_Text segment_
>>>>>

Non-Transactional DML Statements

This document describes the usage scenarios, usage methods, and restrictions of non-transactional DML statements in TiDB. In addition, the implementation principle and common issues are also explained.

A non-transactional DML statement is a DML statement split into multiple SQL statements (which is, multiple batches) to be executed in sequence. It enhances the performance and ease of use in batch data processing at the expense of transactional atomicity and isolation.

Non-transactional DML statements include INSERT, UPDATE, and DELETE, of which TiDB currently only supports DELETE. For detailed syntax, see BATCH.

Note

A non-transactional DML statement does not guarantee the atomicity and isolation of the statement, and is not equivalent to the original DML statement.

Usage scenarios

In the scenarios of large data processing, you might often need to perform same operations on a large batch of data. If the operation is performed directly using a single SQL statement, the transaction size might exceed the limit and affect the execution performance.

Batch data processing often has no overlap of time or data with the online application operations. Isolation (I in ACID) is unnecessary when no concurrent operations exist. Atomicity is also unnecessary if bulk data operations are idempotent or easily retryable. If your application needs neither data isolation nor atomicity, you can consider using non-transactional DML statements.

<<<<<

_Dataset_
>>>>>

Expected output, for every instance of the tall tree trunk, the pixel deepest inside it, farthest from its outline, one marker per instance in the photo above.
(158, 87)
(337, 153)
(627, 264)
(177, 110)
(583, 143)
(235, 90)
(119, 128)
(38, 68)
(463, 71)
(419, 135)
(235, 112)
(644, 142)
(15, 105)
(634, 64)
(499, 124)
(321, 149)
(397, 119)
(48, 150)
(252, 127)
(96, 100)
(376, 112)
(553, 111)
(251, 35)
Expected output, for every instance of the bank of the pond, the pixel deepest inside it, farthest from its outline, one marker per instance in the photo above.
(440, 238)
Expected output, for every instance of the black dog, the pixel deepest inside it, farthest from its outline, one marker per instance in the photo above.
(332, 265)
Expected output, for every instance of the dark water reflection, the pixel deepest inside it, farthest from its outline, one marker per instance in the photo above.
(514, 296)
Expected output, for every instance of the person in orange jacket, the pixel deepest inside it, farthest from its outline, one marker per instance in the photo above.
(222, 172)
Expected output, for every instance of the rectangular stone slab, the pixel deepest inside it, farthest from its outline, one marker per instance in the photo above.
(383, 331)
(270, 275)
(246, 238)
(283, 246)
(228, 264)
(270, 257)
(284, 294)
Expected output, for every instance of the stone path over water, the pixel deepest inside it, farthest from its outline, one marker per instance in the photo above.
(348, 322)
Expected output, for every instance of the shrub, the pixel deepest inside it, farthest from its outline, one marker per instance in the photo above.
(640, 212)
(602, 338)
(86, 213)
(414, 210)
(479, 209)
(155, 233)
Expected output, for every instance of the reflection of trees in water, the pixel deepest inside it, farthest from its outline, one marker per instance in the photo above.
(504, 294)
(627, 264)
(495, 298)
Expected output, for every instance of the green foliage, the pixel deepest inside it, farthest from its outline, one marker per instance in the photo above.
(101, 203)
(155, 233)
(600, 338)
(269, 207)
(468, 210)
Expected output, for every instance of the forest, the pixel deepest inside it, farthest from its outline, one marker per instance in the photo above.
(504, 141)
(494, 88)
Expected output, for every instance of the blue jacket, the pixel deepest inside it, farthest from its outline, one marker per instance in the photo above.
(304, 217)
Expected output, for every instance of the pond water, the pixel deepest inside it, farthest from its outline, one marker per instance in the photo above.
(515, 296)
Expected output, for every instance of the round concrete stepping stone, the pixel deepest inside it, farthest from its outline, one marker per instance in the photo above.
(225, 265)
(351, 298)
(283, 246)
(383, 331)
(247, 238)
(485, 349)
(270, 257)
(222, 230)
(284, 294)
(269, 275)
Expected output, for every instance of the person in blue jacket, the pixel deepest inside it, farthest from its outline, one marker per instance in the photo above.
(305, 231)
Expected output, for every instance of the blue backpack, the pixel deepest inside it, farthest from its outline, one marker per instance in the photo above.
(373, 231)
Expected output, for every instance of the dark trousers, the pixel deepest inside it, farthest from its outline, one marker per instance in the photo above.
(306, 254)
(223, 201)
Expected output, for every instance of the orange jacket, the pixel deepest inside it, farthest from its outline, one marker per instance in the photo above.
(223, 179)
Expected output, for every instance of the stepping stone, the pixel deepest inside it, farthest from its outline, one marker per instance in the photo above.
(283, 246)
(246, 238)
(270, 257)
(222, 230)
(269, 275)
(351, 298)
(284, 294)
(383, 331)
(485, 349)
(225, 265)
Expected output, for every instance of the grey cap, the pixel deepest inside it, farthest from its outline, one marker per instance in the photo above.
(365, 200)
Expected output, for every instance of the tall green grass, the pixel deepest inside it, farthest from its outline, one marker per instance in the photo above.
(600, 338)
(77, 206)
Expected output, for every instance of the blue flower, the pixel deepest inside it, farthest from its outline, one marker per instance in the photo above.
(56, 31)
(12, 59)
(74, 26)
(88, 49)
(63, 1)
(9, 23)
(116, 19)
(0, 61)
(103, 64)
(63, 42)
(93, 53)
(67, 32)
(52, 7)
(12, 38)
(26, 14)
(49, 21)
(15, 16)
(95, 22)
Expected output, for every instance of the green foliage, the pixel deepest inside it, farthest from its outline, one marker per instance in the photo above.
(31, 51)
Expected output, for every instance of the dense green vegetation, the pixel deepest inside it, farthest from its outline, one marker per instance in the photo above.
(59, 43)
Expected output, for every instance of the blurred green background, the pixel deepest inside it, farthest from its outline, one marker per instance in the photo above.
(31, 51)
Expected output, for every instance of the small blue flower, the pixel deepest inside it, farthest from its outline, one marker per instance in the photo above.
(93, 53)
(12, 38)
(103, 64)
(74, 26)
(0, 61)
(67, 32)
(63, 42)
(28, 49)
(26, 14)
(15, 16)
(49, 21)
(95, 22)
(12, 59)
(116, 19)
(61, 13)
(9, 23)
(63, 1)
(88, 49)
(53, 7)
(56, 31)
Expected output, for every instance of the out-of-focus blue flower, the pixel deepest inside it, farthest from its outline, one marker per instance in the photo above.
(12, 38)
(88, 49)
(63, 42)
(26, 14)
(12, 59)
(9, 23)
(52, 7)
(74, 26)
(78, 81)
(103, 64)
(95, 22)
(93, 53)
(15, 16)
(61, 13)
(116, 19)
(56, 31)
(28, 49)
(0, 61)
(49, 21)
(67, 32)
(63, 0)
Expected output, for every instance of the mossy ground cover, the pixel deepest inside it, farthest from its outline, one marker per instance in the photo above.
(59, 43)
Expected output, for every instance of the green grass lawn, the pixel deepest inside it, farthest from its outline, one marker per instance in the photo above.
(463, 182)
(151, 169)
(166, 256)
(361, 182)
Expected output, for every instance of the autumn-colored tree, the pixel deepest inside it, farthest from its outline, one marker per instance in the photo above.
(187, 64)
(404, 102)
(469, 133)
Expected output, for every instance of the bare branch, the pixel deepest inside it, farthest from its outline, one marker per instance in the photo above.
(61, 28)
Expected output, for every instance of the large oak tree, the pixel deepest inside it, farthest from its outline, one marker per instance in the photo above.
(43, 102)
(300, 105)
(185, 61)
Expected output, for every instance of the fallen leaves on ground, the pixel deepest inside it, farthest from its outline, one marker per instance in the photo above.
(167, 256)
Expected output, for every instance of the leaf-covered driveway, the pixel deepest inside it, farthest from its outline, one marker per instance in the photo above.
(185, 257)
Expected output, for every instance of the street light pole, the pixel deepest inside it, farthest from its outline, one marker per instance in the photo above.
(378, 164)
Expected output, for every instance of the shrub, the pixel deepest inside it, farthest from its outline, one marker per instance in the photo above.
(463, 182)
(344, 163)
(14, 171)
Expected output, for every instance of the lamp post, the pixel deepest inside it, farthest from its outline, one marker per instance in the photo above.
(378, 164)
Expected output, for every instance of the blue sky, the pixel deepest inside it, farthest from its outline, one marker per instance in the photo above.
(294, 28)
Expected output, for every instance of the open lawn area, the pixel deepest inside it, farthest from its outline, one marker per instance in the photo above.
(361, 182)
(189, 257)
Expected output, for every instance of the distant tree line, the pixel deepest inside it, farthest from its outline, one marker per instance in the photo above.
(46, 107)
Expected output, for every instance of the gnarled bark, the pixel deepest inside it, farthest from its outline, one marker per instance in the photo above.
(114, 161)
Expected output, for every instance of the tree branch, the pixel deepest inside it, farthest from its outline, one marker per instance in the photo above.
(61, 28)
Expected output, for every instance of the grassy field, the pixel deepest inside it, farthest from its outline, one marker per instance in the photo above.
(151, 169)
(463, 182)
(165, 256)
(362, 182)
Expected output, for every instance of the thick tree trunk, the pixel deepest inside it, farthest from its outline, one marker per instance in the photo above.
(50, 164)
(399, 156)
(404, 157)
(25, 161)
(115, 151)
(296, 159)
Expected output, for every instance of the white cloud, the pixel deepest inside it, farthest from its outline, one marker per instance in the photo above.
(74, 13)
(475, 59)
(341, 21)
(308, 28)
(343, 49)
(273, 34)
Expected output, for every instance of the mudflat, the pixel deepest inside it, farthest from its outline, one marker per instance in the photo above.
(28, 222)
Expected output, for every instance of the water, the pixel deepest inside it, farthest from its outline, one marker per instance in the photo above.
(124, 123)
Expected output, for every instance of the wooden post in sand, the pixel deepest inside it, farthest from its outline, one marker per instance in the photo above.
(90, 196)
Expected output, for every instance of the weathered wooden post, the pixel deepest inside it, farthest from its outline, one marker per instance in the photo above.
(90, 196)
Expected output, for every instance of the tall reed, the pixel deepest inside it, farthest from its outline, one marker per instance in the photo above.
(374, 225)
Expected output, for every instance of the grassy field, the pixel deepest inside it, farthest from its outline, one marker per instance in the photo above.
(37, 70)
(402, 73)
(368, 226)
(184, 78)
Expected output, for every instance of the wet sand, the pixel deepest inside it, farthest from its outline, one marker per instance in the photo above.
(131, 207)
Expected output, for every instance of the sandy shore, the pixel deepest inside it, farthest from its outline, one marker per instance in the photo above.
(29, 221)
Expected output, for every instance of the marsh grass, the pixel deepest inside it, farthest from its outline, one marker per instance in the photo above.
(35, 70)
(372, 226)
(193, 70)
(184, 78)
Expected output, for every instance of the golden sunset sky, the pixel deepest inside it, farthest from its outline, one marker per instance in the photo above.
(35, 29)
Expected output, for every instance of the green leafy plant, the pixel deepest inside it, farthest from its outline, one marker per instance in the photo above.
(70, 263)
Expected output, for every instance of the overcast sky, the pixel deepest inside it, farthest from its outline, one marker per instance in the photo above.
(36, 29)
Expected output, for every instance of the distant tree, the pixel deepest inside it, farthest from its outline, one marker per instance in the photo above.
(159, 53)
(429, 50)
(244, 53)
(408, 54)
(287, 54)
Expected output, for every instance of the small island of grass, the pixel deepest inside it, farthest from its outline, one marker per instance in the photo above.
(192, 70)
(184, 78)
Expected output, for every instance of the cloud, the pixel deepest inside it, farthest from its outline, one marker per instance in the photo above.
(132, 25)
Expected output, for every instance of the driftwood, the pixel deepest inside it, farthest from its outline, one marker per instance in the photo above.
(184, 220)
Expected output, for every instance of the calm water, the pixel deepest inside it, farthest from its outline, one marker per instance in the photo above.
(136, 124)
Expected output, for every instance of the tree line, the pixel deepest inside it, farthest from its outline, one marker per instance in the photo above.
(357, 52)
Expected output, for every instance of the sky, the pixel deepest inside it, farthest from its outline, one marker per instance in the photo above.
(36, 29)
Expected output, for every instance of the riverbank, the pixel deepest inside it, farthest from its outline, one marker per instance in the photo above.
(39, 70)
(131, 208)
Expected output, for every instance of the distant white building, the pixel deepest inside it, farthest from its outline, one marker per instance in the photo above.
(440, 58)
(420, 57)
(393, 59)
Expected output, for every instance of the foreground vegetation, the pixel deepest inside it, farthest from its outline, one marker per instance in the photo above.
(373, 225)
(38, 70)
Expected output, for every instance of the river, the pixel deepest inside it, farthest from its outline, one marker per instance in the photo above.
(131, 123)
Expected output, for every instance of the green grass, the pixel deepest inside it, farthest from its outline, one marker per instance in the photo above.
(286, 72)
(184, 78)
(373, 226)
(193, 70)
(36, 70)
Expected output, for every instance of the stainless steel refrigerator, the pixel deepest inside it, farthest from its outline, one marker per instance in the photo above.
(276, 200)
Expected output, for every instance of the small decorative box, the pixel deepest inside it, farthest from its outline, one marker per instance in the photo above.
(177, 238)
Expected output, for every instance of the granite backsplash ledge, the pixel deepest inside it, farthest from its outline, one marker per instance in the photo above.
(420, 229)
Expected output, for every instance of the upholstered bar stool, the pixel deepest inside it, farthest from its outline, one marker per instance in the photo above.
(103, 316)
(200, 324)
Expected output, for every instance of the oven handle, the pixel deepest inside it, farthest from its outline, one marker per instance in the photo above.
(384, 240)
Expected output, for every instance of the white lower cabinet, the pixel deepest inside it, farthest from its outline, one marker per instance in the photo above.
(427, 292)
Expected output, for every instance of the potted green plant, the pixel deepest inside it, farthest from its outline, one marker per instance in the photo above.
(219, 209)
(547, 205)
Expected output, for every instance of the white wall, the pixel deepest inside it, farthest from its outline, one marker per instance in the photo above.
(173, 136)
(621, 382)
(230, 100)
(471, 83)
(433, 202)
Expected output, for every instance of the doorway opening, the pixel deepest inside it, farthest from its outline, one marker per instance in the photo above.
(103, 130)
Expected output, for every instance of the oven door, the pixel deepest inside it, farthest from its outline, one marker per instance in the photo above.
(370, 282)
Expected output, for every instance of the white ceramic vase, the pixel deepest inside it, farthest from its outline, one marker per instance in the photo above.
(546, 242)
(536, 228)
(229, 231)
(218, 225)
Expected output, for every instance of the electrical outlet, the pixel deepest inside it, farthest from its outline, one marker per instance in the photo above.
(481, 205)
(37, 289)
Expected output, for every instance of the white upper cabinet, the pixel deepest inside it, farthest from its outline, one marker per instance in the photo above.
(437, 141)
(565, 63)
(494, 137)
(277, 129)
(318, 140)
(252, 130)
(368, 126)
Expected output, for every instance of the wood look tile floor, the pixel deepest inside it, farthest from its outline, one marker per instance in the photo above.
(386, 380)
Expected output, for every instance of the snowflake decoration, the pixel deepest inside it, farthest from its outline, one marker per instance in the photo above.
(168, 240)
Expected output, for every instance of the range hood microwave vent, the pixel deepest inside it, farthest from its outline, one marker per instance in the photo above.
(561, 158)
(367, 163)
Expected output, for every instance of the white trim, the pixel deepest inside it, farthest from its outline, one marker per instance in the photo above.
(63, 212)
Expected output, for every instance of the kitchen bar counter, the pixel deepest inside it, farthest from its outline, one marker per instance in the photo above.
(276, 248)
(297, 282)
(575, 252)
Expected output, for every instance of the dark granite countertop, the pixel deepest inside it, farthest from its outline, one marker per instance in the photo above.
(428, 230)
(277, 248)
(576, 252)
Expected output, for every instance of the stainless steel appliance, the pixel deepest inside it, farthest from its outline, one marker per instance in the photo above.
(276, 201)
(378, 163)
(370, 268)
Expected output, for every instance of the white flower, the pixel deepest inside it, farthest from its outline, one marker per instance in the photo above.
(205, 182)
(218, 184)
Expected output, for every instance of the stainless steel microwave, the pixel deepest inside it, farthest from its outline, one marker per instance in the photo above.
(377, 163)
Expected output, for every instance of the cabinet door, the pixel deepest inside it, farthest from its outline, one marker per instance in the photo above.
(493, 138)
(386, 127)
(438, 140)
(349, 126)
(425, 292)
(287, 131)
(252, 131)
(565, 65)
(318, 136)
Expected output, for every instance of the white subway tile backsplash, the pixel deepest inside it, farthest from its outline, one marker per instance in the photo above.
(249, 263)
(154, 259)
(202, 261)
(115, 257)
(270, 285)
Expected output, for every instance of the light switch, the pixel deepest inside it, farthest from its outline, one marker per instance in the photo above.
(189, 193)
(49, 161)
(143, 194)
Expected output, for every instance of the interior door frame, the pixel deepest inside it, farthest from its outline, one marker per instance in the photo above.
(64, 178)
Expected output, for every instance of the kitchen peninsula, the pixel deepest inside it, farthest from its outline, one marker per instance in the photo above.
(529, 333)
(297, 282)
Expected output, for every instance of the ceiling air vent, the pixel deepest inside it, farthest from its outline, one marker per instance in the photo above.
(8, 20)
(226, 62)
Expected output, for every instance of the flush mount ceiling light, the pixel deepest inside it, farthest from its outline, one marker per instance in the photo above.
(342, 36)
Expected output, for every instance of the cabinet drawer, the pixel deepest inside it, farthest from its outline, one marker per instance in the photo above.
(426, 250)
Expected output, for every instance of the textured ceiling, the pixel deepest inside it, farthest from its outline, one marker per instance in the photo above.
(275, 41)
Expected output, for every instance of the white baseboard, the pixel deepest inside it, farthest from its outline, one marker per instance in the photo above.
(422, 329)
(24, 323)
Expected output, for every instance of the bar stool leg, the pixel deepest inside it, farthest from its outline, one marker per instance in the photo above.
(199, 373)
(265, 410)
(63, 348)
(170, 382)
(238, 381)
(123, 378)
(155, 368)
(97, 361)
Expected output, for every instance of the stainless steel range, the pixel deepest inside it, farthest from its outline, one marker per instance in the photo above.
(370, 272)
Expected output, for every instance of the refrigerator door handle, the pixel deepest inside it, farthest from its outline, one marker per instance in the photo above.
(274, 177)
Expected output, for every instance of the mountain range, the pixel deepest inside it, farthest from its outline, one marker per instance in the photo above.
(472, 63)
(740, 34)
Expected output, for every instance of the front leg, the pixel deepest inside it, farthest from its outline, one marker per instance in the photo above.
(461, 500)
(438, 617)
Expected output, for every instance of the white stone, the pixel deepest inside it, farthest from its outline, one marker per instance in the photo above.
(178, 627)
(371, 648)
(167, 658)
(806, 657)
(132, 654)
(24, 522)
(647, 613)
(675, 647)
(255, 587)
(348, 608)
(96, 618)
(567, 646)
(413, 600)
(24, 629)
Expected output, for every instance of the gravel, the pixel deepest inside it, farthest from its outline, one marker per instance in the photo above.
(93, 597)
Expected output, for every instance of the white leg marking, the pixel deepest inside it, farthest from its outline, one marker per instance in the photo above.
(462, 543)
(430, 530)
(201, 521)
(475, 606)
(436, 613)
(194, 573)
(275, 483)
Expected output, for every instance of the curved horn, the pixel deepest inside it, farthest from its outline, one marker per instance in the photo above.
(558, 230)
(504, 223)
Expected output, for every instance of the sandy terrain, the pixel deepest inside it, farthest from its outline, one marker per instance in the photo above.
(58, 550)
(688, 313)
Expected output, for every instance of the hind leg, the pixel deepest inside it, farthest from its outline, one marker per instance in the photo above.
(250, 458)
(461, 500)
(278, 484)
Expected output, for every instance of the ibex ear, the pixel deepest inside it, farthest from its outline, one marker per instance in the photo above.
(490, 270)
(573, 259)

<<<<<

_Exercise instructions_
1) From the text on non-transactional DML statements, reproduce the passage from "Batch data processing often" up to and including "non-transactional DML statements.".
2) Answer these questions from the text on non-transactional DML statements:
(a) Which non-transactional DML statement does TiDB currently support?
(b) What do non-transactional DML statements give up to gain performance and ease of use in batch data processing?
(c) What might happen if a large batch operation is performed directly with a single SQL statement?
3) Summarize the text on non-transactional DML statements in two sentences.

_The replies_
1)
Batch data processing often has no overlap of time or data with the online application operations. Isolation (I in ACID) is unnecessary when no concurrent operations exist. Atomicity is also unnecessary if bulk data operations are idempotent or easily retryable. If your application needs neither data isolation nor atomicity, you can consider using non-transactional DML statements.

2)
(a) DELETE.
(b) Transactional atomicity and isolation.
(c) The transaction size might exceed the limit and affect the execution performance.

3) A non-transactional DML statement in TiDB splits a DML statement into multiple batches executed in sequence, improving performance and ease of use in batch data processing at the expense of atomicity and isolation, and TiDB currently supports only DELETE in this form. It suits large data processing, where a single statement might exceed the transaction size limit, and it can be considered when an application needs neither data isolation nor atomicity.